# Problem description
Copy out all of the records. Keep every word exact.

***** Input data *****

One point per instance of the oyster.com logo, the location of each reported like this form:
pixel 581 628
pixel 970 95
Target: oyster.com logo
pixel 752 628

*****

# Result of the exercise
One point per instance of the oyster.com logo, the location of each reported like this form:
pixel 581 628
pixel 970 95
Target: oyster.com logo
pixel 752 628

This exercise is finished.